Task data Block Start

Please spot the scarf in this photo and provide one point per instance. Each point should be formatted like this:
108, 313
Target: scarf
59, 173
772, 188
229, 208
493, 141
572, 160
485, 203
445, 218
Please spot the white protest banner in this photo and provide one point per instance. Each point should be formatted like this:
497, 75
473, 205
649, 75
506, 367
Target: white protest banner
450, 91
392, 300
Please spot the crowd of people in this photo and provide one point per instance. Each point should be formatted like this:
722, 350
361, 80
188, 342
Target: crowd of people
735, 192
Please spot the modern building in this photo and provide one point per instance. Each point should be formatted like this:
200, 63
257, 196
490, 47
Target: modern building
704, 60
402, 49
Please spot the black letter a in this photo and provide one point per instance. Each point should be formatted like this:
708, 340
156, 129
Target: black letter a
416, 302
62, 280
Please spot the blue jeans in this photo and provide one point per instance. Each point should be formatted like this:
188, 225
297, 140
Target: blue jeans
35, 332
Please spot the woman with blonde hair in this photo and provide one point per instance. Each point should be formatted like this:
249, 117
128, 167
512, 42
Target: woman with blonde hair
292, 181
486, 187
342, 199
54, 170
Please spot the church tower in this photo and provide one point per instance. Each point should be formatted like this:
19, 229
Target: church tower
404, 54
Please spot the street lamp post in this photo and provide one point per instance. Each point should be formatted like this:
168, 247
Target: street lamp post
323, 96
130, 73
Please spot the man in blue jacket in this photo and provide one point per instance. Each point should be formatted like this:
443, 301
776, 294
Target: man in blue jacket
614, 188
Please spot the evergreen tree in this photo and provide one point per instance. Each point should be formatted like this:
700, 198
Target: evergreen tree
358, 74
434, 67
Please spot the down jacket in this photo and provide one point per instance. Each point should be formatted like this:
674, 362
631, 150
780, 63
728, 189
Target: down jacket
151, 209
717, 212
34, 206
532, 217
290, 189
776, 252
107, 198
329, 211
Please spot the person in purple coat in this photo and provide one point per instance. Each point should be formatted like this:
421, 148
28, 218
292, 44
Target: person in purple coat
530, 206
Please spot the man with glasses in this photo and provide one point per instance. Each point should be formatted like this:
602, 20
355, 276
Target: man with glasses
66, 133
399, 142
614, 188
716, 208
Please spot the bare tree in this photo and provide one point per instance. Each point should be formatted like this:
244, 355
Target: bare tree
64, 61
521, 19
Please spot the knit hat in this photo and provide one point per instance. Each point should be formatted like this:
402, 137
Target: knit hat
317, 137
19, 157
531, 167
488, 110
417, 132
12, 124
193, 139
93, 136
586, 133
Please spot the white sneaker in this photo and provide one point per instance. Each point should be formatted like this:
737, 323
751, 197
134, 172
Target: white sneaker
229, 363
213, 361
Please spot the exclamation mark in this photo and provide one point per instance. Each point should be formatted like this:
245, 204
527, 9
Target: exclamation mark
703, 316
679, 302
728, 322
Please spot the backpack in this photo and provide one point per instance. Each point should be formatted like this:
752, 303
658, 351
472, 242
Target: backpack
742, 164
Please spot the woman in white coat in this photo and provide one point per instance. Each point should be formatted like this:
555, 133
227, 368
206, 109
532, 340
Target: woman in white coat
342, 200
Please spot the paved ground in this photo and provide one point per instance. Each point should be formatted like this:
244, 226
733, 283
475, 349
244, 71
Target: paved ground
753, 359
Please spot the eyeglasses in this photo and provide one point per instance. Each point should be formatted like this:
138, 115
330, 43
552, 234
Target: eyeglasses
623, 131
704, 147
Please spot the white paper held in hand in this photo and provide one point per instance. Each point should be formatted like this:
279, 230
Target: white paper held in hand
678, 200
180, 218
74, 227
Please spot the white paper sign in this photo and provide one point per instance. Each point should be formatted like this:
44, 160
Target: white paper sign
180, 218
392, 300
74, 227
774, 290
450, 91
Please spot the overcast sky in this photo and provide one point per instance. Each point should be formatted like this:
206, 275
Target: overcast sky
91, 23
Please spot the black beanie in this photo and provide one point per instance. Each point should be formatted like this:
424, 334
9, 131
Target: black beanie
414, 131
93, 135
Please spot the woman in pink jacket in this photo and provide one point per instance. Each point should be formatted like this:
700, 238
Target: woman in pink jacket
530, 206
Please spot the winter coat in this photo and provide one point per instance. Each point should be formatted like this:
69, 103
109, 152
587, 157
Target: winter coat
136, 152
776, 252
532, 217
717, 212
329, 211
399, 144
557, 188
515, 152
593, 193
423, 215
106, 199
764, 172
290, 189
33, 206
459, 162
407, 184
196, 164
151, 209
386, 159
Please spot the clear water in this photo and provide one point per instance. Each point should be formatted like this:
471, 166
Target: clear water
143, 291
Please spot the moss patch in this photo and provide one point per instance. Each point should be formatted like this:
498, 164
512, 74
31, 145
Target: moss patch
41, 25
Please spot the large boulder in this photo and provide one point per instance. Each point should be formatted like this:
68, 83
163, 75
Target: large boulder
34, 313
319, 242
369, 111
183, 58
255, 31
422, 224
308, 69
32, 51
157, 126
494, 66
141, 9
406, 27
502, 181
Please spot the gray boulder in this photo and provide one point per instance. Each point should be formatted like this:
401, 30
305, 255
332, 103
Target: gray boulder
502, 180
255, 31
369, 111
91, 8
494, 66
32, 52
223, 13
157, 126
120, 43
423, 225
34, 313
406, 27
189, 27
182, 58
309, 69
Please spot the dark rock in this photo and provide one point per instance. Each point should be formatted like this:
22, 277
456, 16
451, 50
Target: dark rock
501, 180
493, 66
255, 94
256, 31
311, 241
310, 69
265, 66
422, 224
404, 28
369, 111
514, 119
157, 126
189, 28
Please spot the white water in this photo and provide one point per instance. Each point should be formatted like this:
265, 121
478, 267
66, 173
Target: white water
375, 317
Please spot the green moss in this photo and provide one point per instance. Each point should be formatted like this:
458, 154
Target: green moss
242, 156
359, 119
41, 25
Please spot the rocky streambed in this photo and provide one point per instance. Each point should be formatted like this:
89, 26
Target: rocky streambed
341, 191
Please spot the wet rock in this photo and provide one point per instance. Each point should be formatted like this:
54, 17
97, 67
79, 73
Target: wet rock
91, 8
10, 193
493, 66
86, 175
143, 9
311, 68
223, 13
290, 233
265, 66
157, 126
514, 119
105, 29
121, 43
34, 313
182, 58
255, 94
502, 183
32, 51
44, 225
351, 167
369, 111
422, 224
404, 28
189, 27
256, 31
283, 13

Task data Block End

* [Work to complete] Send back all of the material exactly as given.

* [Completed task]
Please spot the scarf in this photo and provide one point per instance. Each point should be formatted like this:
108, 313
Target: scarf
59, 173
772, 188
229, 208
493, 141
572, 160
485, 203
445, 218
Please spot the white protest banner in this photo and provide one point per instance. Each point should be formatted like this:
497, 75
473, 205
649, 75
506, 367
Target: white protest banner
450, 91
392, 300
Please spot the crowd of people in this photo and provide one point per instance. Each point should be formatted like this:
722, 350
361, 80
188, 342
Target: crowd of people
735, 192
Please spot the modern building in this photo and provide one point per instance. Each point should be formatted like this:
200, 63
257, 196
490, 47
Target: modern building
704, 60
402, 49
Please spot the black letter a in this photo and provide one point per instance. Each point should be formatted like this:
708, 340
156, 129
Target: black letter a
416, 302
62, 280
Please spot the blue jeans in this photo and provide one point per instance. Each point should be formatted like this:
188, 225
297, 140
Target: blue jeans
35, 332
Please spot the woman with blonde hair in this photo and provide one point per instance. Each point should be formatted like this:
249, 117
128, 167
512, 42
Target: woman with blonde hair
292, 181
486, 187
342, 199
54, 170
Please spot the church tower in this photo and provide one point per instance. Each point should be formatted like this:
19, 229
Target: church tower
404, 54
Please spot the street lamp post in this photo and provide one point per instance. Each point should be formatted like this:
168, 247
Target: street lamp post
323, 96
130, 73
Please spot the man in blue jacket in this photo and provide one point per instance. Each point should be formatted like this:
443, 301
776, 294
Target: man in blue jacket
614, 188
Please spot the evergreen tree in this photo and provide one point per instance. Each point should be formatted like this:
700, 198
Target: evergreen tree
358, 74
434, 67
Please spot the down jacket in this photo and provide one point per instance. Each point should be formatted like this:
674, 362
631, 150
780, 63
728, 189
Target: down jacket
151, 209
717, 212
34, 206
532, 217
290, 189
776, 252
107, 198
329, 211
Please spot the person in purple coat in this photo and provide one point per instance. Each point should be formatted like this:
421, 148
28, 218
292, 44
Target: person in purple coat
530, 206
Please spot the man with glasses in this photo and provide one point per instance. Each point should be formatted like this:
602, 20
355, 276
Target: man with glasses
66, 133
399, 142
614, 188
716, 208
Please spot the bare tree in this photo and provide one point per instance. Each point should be formatted like this:
244, 355
Target: bare tree
64, 61
521, 19
Please spot the knit hat in this photo and provide one point per instance. Each point should be formatted like this:
402, 137
Target: knit hat
317, 137
19, 157
531, 167
488, 110
417, 132
12, 124
193, 139
93, 136
586, 133
Please spot the white sneaker in this photo and provide one point per instance. Each point should be formatted like this:
737, 323
751, 197
134, 172
Target: white sneaker
229, 363
213, 361
Please spot the exclamation mark in this photo and provide one point per instance. Each point should be formatted like this:
245, 204
527, 9
Target: exclamation mark
703, 316
679, 302
728, 322
Please spot the backpack in this photo and provide one point per instance. Each point should be formatted like this:
752, 303
658, 351
472, 242
Target: backpack
742, 164
Please spot the woman in white coat in this photo and provide one point per instance. Each point should be formatted like this:
555, 133
227, 368
206, 109
532, 340
Target: woman in white coat
342, 200
Please spot the paved ground in this photo and provide one point per instance. Each point should be formatted like this:
244, 226
733, 283
475, 349
244, 71
Target: paved ground
753, 359
Please spot the eyeglasses in this photo and provide one point per instance. Each point should be formatted like this:
138, 115
330, 43
552, 234
Target: eyeglasses
623, 131
704, 147
Please spot the white paper held in hand in this photo and provide one point per instance. Each point should be formatted like this:
279, 230
Target: white paper held in hand
678, 200
180, 218
74, 227
Please spot the white paper sign in this photo and provide one point per instance. Each point should be formatted like this:
44, 160
Target: white paper sign
180, 218
392, 300
74, 227
774, 290
450, 91
Please spot the overcast sky in this photo and provide one point per instance. Each point should be formatted like this:
206, 275
Target: overcast sky
91, 23
Please spot the black beanie in this photo and provide one point per instance. Each point should be formatted like this:
424, 334
9, 131
Target: black beanie
414, 131
93, 135
Please spot the woman in pink jacket in this photo and provide one point per instance. Each point should be formatted like this:
700, 238
Target: woman in pink jacket
530, 206
Please spot the winter coat in this photo and provide one point per instance. Each point should be formatted like this:
69, 103
109, 152
587, 157
Target: winter coat
136, 152
776, 252
532, 217
717, 212
329, 211
399, 144
557, 188
515, 152
593, 193
423, 215
106, 199
764, 172
290, 189
33, 206
459, 162
407, 184
196, 164
151, 209
386, 159
Please spot the clear water in this photo and provide one point per instance. Each point should be formatted like this:
471, 166
Target: clear water
143, 291
Please spot the moss patch in this photo and provide one point per instance. Each point should be formatted like this:
498, 164
512, 74
31, 145
Target: moss patch
41, 25
Please spot the large boulder in this photo and provide one point per instance. Each point should be formatted like this:
68, 83
163, 75
Target: large boulder
34, 313
319, 242
369, 111
183, 58
255, 31
422, 224
308, 69
32, 51
157, 126
494, 66
141, 9
406, 27
502, 181
Please spot the gray boulder in this photo and provide one point per instance. Each point should be formatted like this:
401, 30
305, 255
332, 103
Target: gray boulder
502, 180
255, 31
369, 111
91, 8
494, 66
32, 52
223, 13
157, 126
120, 43
423, 225
34, 313
406, 27
189, 27
182, 58
309, 69
Please spot the dark rock in this photo and provide one point per instance. Each point should be formatted like this:
22, 277
456, 16
451, 50
Target: dark rock
501, 180
493, 66
255, 94
256, 31
311, 241
310, 69
265, 66
422, 224
404, 28
369, 111
514, 119
157, 126
189, 28
Please spot the white water in this photo and provide one point per instance. Each point should be formatted like this:
265, 121
478, 267
66, 173
Target: white water
375, 317
Please spot the green moss in this photo and provide one point per instance. Each point should be formatted like this:
458, 154
Target: green moss
242, 156
359, 119
41, 25
Please spot the rocky streambed in this photo and provide one point per instance. Each point should be formatted like this:
89, 26
Target: rocky streambed
341, 191
Please spot the wet rock in this photo and provide one point per instance. Each point should be formatted like this:
54, 17
97, 67
79, 73
Target: wet rock
91, 8
10, 193
493, 66
86, 175
143, 9
311, 68
223, 13
290, 233
265, 66
157, 126
514, 119
105, 29
121, 43
34, 313
182, 58
255, 94
502, 183
32, 51
44, 225
351, 167
369, 111
422, 224
404, 28
189, 27
256, 31
283, 13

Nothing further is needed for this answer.